Что требуется
Перепишите материал от строки, где стоит «Locate every instance of liquor», до самого конца материала включительно, заменив «red ball» на «orange ball». Всё остальное оставьте без изменений.

Представленные данные
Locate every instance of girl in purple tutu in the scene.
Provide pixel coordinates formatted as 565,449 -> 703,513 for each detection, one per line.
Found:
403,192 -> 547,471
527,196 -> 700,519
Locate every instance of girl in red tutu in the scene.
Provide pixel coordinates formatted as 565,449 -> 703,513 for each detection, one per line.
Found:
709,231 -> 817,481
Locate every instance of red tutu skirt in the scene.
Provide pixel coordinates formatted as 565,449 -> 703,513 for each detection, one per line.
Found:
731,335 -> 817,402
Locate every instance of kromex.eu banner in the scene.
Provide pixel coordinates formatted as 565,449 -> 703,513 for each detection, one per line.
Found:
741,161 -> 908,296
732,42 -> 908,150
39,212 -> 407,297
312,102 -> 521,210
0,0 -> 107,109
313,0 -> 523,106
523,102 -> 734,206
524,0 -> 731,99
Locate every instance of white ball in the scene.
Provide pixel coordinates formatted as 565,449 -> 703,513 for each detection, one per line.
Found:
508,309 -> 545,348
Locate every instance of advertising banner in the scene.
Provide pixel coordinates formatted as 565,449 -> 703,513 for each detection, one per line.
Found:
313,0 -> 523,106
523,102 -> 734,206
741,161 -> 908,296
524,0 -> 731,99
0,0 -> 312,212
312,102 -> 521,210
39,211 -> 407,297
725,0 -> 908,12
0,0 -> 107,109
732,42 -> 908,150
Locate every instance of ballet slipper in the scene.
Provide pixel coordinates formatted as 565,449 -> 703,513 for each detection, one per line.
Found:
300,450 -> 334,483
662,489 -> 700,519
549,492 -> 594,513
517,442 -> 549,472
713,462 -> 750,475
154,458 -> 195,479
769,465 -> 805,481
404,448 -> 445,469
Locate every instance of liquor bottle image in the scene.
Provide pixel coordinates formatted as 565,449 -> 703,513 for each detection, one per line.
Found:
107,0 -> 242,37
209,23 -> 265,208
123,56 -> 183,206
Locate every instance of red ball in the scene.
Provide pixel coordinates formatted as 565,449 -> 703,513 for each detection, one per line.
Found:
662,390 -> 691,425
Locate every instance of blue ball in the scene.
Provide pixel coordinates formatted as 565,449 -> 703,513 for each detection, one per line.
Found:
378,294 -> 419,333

Ответ к заданию
Locate every instance of liquor bottle image in the scene.
Provide pixel coordinates formatted as 565,449 -> 703,513 for each detection, one per line.
Found:
107,0 -> 242,37
209,23 -> 265,208
123,56 -> 183,206
Locate every instance of orange ball in the scene.
Provide pixel coordinates formatted as 565,449 -> 703,513 for each detection, one per line.
Found:
662,390 -> 691,425
Locate every instance of blue ball in the scene.
Provide pixel coordinates formatted as 565,449 -> 703,513 for each detection, one per line.
Found:
378,294 -> 419,333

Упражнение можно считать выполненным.